> [DO THIS]
Copy exactly the last part of the entries, starting from the line with "yellow ribbon in the image above." and including the final line.

> [INFORMATION GIVEN]
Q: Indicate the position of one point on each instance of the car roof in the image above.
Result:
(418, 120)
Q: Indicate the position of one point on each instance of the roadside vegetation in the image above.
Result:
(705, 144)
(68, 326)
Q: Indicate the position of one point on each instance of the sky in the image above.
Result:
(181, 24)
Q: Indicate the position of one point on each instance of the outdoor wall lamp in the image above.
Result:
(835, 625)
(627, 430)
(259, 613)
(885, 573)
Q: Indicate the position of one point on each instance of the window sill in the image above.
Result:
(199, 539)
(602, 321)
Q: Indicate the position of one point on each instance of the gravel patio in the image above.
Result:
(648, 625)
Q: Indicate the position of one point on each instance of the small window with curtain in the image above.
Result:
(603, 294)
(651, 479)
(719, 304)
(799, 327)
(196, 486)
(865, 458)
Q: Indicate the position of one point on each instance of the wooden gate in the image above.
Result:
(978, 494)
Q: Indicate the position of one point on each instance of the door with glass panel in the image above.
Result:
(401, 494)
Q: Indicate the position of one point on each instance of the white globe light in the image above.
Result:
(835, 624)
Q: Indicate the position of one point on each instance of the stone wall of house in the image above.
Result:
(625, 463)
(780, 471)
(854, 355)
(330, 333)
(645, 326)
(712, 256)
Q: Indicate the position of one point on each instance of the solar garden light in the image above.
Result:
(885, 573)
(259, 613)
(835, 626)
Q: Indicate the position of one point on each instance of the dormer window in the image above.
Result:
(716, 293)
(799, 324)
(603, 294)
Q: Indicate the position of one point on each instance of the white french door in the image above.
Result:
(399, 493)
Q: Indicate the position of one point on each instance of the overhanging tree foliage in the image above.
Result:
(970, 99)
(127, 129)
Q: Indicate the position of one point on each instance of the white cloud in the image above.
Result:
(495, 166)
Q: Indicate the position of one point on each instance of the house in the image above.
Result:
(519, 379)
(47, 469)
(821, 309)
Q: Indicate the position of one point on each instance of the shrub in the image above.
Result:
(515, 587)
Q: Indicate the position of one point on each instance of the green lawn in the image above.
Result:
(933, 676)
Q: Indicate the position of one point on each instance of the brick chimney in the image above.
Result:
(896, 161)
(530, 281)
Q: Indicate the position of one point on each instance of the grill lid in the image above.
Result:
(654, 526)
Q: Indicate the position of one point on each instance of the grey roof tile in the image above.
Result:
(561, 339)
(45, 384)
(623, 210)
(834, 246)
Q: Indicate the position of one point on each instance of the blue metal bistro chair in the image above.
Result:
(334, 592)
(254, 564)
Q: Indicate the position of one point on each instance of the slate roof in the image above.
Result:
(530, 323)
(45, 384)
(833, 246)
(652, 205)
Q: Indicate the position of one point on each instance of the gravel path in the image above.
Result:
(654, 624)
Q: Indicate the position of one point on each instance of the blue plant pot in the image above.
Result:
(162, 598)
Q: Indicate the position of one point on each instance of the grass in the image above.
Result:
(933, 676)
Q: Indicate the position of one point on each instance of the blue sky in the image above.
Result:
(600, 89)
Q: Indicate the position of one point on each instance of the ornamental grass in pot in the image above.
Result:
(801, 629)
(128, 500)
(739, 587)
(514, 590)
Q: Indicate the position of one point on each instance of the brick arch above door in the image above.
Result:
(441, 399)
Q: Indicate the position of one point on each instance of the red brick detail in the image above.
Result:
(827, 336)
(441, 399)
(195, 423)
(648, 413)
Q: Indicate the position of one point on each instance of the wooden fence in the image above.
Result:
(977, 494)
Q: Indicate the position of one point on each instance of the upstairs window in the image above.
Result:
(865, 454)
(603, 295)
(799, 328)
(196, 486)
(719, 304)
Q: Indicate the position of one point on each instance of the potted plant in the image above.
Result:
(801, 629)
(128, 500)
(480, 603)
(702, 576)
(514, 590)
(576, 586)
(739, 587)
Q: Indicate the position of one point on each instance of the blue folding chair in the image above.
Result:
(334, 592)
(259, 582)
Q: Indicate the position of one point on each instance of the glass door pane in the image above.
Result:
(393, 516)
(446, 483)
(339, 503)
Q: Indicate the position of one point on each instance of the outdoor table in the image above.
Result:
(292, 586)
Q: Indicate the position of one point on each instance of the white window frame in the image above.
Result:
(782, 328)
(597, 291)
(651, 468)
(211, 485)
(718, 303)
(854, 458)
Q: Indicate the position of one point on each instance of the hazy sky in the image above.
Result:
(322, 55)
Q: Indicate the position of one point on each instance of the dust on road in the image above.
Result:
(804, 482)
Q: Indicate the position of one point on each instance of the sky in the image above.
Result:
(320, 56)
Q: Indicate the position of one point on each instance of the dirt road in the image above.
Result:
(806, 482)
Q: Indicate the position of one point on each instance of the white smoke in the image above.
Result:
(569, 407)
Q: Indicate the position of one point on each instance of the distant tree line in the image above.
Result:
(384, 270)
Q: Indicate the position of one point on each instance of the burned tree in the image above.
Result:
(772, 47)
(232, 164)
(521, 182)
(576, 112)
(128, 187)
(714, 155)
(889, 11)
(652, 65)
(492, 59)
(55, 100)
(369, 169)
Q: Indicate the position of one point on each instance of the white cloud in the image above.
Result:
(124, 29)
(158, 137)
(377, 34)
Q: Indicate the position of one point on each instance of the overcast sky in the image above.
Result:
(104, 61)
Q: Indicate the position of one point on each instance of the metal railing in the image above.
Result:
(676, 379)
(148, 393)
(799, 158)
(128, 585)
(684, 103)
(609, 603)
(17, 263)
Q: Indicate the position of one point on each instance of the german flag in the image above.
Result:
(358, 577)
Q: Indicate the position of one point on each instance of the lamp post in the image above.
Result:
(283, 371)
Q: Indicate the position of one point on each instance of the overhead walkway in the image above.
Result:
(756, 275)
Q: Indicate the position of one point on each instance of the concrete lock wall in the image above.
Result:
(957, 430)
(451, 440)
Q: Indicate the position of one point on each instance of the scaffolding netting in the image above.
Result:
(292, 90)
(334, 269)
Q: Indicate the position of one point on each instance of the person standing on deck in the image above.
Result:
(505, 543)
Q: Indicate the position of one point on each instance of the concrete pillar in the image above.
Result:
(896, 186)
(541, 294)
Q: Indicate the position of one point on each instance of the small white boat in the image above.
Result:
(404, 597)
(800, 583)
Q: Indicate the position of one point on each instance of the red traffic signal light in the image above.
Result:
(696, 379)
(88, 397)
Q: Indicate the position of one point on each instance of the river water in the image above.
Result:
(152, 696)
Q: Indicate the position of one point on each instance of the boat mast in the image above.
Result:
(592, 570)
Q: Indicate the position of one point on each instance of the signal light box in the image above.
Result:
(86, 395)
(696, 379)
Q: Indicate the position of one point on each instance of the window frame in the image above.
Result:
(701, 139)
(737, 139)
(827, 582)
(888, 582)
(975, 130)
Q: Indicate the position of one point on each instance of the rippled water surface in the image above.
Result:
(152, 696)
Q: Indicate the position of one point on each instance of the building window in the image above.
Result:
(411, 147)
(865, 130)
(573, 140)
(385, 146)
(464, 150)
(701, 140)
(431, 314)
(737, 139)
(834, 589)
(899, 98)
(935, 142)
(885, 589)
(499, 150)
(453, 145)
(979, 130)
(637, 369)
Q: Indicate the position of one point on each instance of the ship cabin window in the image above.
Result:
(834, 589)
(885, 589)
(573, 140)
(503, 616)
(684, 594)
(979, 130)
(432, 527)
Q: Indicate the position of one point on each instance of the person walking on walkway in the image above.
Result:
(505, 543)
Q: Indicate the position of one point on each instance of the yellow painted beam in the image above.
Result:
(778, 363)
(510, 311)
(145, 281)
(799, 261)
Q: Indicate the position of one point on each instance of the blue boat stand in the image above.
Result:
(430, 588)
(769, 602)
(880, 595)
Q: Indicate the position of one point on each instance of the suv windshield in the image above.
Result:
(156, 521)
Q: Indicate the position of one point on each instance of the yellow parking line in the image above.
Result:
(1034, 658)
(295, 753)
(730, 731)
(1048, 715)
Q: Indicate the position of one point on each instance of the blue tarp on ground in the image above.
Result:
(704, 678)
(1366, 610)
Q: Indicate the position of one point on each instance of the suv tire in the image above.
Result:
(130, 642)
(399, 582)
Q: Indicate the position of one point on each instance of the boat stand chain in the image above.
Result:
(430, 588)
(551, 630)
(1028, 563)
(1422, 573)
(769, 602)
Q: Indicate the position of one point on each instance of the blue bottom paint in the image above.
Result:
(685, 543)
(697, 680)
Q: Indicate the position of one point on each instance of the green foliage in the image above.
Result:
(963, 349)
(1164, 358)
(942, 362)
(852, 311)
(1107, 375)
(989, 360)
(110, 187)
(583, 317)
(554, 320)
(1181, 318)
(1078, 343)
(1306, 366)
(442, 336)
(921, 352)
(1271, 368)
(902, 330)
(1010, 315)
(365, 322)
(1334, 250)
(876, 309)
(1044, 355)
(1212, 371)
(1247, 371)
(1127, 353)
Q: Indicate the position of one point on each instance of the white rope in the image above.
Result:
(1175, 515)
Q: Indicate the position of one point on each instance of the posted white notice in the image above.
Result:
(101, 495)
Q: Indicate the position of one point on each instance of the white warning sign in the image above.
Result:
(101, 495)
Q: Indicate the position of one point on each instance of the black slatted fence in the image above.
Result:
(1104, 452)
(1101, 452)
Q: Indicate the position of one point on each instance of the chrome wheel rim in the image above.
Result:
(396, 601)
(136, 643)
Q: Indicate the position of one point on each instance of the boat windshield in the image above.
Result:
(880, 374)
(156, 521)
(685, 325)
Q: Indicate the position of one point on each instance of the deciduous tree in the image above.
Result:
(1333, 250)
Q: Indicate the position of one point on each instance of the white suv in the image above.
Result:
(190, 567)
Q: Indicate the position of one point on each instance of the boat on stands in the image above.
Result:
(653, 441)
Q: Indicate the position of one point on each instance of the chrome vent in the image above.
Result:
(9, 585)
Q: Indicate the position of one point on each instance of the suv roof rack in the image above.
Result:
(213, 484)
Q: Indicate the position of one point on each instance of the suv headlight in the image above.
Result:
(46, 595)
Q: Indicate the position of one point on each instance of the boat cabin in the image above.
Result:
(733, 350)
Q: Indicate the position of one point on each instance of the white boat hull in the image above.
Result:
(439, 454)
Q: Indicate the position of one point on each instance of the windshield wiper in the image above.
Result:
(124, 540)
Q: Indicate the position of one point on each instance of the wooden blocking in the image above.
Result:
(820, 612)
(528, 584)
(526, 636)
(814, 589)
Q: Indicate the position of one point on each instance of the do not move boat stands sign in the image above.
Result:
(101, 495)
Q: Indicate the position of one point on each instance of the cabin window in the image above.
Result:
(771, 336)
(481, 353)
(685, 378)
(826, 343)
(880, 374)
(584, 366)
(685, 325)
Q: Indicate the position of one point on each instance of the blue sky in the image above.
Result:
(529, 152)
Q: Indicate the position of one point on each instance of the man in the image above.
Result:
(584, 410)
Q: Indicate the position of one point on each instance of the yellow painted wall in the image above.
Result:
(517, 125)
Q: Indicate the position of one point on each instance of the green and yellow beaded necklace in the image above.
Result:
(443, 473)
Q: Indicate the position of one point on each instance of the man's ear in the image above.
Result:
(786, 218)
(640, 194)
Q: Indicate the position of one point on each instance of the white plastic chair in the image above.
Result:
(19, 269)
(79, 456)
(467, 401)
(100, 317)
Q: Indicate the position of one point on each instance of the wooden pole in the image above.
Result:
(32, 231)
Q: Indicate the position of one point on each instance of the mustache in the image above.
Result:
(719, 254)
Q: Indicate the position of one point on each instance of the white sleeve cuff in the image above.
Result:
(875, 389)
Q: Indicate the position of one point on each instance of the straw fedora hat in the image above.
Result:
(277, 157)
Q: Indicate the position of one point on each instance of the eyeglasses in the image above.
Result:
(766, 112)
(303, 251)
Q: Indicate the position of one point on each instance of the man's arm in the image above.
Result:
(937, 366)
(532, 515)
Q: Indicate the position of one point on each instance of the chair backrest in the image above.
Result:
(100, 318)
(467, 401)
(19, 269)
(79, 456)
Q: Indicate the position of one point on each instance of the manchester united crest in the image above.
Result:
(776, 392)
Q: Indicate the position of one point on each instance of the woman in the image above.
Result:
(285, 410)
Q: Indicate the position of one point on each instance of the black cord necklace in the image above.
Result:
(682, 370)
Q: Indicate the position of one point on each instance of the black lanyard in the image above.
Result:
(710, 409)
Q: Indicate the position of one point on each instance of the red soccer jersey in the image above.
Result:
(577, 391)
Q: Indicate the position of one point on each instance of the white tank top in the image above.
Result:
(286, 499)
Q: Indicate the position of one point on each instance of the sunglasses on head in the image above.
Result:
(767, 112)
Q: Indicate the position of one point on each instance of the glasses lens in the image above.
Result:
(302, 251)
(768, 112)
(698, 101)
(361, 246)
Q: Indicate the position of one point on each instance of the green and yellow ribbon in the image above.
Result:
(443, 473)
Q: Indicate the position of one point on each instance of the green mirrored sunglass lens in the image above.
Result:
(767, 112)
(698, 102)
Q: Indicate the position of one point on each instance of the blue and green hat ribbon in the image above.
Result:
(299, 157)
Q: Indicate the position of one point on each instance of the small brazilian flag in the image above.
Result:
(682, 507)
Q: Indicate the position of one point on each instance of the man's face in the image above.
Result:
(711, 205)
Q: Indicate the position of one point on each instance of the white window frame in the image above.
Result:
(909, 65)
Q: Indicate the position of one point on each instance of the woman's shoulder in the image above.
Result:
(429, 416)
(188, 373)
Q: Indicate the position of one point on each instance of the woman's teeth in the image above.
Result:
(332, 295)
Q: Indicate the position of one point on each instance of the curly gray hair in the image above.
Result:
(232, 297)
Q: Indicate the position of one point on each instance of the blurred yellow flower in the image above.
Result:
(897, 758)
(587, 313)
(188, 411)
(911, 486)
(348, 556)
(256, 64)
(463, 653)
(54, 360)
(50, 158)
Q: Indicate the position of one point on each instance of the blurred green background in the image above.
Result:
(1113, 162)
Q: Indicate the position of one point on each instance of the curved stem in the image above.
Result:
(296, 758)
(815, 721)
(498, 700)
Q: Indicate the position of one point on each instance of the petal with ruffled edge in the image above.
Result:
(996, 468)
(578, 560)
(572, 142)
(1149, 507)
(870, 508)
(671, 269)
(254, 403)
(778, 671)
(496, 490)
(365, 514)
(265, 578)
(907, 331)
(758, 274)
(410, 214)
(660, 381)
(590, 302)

> [COMPLETE RESPONSE]
Q: Indicate the position of one point on each instance of the green and yellow ribbon in the image above.
Result:
(443, 473)
Q: Indicate the position of one point on each instance of the green mirrored sunglass lens in the image above.
Result:
(767, 112)
(698, 102)
Q: Indicate the position of one point on each instance of the blue and green hat ribbon in the image above.
Result:
(299, 157)
Q: Indicate the position of one point on each instance of the small brazilian flag in the image above.
Result:
(682, 507)
Q: Indicate the position of one point on each instance of the man's face in the image above.
Result:
(711, 205)
Q: Indicate the position of one point on each instance of the white window frame in the image above.
Result:
(909, 65)
Q: Indicate the position of one point on each instance of the woman's shoulder in the image above.
Result:
(429, 416)
(188, 373)
Q: Indicate the position of one point on each instance of the woman's teeth in the image above.
Result:
(332, 295)
Q: Indicate the position of one point on each instance of the curly gray hair in the image above.
Result:
(232, 297)
Q: Indicate the position of one point on each instance of the blurred yellow flower in the image above.
Result:
(897, 758)
(587, 313)
(188, 411)
(911, 486)
(348, 556)
(256, 64)
(463, 653)
(54, 360)
(50, 158)
Q: Indicate the position of one point on each instance of the blurred green background in the image above.
Result:
(1113, 162)
Q: Indicate the position of one point on each instance of the curved stem in the image above.
Result:
(296, 758)
(815, 721)
(498, 700)
Q: Indicate the position of one point on each instance of the petal with ruffled edge in the image above.
Result:
(996, 468)
(578, 560)
(572, 142)
(1149, 507)
(870, 508)
(671, 269)
(254, 403)
(778, 671)
(496, 490)
(365, 514)
(265, 578)
(907, 331)
(758, 274)
(410, 214)
(660, 381)
(590, 302)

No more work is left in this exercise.